● Tarefa a realizar
Prossiga o texto abaixo sobre a margem de livre decisão da Administração Pública a partir da última frase apresentada.

● Excerto da página
Este texto tem como objectivo justificar a consagração
da margem de livre decisão conferida à Administração Pública (AP) no nosso
Ordenamento Jurídico (OJ), pretendendo assim, facilitar posteriormente o estudo da
margem de livre decisão nas suas diferentes modalidades.
Já sabemos, que em termos sintéticos, a margem de
livre decisão desdobra-se em discricionariedade
e margem de livre apreciação ou
conceitos verdadeiramente indeterminados, referir-nos-emos à margem de livre
decisão em sentido amplo, abrangendo ambas as modalidades.
Podemos afirmar, como regra, que a margem de livre
decisão conferida à AP no nosso OJ, não é passível de controlo por parte dos
juízes.
Contudo, esta afirmação requer concretizações, uma vez
que existem várias modalidades de margem de livre decisão, que suscitam
diferentes graus de controlo por parte dos Tribunais.
Isto leva a que seja essencial, quando nos deparamos
com uma norma, diferenciar a parte que é discricionária e a parte que é
vinculada.

Itens com pontos etiquetados:
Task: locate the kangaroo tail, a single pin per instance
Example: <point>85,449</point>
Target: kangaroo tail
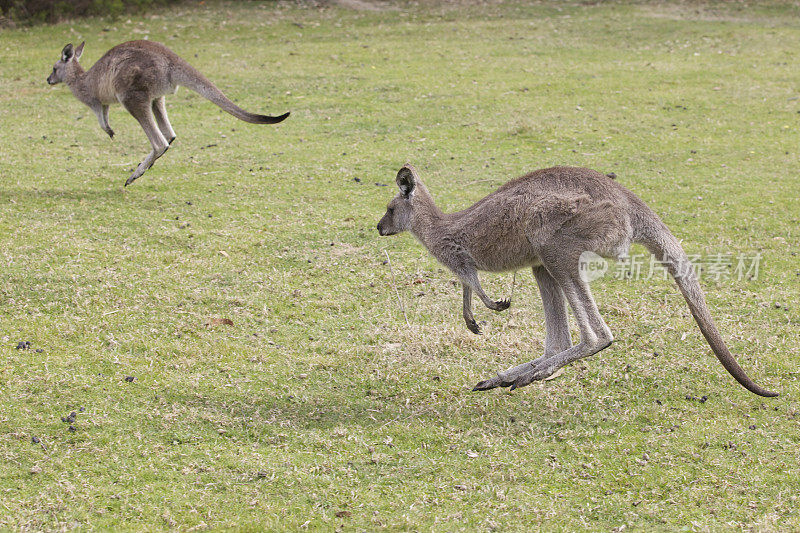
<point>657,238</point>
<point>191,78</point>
==
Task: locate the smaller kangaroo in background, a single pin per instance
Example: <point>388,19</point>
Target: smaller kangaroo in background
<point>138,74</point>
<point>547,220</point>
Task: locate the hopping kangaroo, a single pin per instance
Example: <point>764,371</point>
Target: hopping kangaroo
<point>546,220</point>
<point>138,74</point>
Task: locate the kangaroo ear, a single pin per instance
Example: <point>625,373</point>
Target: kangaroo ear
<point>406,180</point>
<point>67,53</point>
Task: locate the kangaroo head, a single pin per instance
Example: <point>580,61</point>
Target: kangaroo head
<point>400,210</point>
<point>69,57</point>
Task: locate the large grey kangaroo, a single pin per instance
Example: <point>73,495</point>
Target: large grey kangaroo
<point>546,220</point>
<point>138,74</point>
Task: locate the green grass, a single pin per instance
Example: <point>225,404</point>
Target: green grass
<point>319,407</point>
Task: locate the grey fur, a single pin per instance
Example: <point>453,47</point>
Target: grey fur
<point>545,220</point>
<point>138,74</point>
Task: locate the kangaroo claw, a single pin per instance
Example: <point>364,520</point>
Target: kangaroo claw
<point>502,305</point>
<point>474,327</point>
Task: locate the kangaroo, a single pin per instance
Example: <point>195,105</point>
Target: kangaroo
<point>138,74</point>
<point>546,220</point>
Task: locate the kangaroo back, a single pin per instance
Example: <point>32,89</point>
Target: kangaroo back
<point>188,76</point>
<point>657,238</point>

● Resposta
Convém relembrar, que um dos valores basilares que
formatam o nosso OJ, é o Estado de Direito, consubstanciando-se na separação de
poderes e na sujeição dos poderes públicos à lei, assim como o controlo do seu
exercício pelos Tribunais, garantindo os direitos fundamentais dos cidadãos.
A actividade administrativa está controlada por um sistema
judicial de fiscalização da validade dos actos da actividade
administrativa, sendo esta a modalidade consagrada na nossa Constituição da República
Portuguesa (CRP) (268º/4/5 CRP).
Neste artigo, consagra-se o princípio da tutela jurisdicional
efectiva, significando que a todos os interesses dos cidadãos, dignos
de protecção legal, deve corresponder um meio de satisfação processual no respeitante
à jurisdição administrativa.
O legislador ordinário, no âmbito do Estatuto dos Tribunais
Administrativos e Fiscais, consagra igualmente esta modalidade de fiscalização
da validade dos actos da AP (4º ETAF).
Deste modo, podemos dizer em termos amplos, que a
margem de livre decisão da AP, consubstancia-se num espaço de reserva a favor
da AP, imune à sindicabilidade pelos tribunais. Os Tribunais estão proibidos de
controlar este âmbito de actuação administrativa.
A margem de livre decisão, é insusceptível de controlo
judicial porque respeita ao mérito, conveniência ou oportunidade das decisões
da AP, já no que toca à validade da conduta administrativa, é sempre susceptível
de sindicabilidade.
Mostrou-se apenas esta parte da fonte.